Exercise inputs.
++++
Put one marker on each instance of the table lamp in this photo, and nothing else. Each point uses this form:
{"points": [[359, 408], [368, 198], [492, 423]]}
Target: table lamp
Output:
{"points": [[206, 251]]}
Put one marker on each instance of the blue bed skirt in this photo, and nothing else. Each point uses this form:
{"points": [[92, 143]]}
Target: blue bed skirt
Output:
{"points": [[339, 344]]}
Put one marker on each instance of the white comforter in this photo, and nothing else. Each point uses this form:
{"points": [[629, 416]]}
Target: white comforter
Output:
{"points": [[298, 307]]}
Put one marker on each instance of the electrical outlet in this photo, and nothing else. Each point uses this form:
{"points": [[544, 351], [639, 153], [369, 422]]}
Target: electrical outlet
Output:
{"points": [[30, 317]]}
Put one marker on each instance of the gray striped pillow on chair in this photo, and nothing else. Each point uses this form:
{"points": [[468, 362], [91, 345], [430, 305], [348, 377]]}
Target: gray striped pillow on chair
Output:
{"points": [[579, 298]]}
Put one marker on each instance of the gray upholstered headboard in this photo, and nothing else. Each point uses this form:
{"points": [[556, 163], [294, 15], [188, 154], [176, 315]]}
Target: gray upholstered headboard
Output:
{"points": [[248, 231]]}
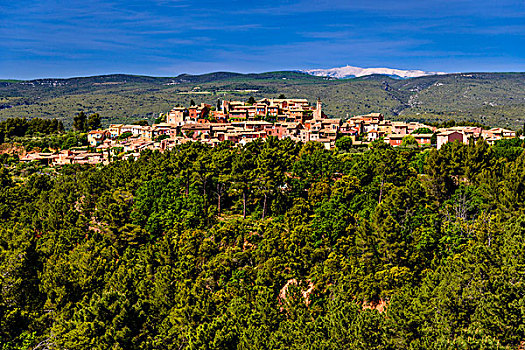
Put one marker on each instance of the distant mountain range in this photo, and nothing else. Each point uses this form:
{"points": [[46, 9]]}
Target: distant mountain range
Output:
{"points": [[495, 99], [355, 72]]}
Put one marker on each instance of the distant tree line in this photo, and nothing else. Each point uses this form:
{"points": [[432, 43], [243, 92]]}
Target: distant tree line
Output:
{"points": [[22, 126], [83, 123], [271, 245]]}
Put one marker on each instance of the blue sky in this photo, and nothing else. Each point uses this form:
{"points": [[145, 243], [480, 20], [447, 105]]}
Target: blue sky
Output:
{"points": [[169, 37]]}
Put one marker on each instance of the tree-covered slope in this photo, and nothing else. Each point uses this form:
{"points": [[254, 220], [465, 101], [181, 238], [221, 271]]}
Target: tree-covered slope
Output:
{"points": [[492, 98], [269, 246]]}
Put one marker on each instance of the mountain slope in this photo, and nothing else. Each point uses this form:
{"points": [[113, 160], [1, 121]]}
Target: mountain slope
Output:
{"points": [[355, 72]]}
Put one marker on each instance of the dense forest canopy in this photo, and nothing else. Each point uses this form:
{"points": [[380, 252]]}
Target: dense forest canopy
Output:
{"points": [[272, 245]]}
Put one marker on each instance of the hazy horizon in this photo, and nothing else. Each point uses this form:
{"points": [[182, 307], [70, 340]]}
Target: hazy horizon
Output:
{"points": [[49, 39]]}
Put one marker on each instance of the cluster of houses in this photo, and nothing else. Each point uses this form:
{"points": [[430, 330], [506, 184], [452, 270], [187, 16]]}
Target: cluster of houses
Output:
{"points": [[241, 122]]}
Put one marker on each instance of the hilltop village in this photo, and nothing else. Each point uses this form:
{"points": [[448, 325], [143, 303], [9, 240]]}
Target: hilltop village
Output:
{"points": [[242, 122]]}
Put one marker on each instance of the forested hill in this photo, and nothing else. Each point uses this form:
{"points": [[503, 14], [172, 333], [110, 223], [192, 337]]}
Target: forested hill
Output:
{"points": [[496, 99], [274, 245]]}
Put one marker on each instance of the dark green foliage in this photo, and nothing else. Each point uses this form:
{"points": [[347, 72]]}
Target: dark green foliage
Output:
{"points": [[344, 143], [271, 245], [22, 127]]}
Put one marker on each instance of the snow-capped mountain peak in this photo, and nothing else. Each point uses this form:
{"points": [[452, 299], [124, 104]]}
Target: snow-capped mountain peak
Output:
{"points": [[350, 71]]}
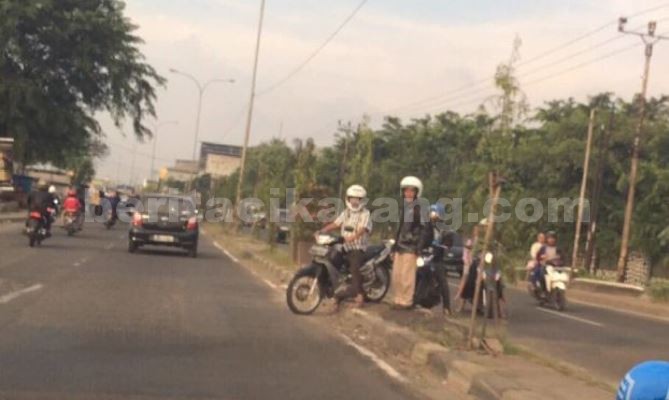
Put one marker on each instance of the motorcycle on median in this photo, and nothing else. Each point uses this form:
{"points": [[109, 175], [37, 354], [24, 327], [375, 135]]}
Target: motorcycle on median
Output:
{"points": [[431, 284], [328, 274], [556, 280]]}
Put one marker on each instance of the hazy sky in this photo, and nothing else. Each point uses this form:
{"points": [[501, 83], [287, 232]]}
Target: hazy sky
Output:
{"points": [[393, 54]]}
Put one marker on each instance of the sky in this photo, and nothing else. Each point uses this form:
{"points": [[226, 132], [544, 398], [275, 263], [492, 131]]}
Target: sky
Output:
{"points": [[405, 58]]}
++++
Exercise task. Can you print everything from the line containing "Put one marker on each instance of the motorcycle" down to the end of the material, copying every line word for word?

Solution below.
Put one marker on each instance of the motorcycle on median in this photo, and nothing else. Each point uses this form:
{"points": [[109, 175], [37, 354], [24, 327], [375, 135]]}
Target: motorcycle on median
Output:
{"points": [[431, 284], [328, 274], [556, 280]]}
Put one marker on each instance of the hazy sky in this photo, and nothing else. Each point uses this form:
{"points": [[501, 83], [287, 232]]}
Target: hazy sky
Output:
{"points": [[393, 54]]}
Put one marker on each instance of the sky in this photo, and nothing else. Each point uses this form:
{"points": [[226, 132], [544, 398], [275, 263], [492, 131]]}
Target: sky
Output:
{"points": [[405, 58]]}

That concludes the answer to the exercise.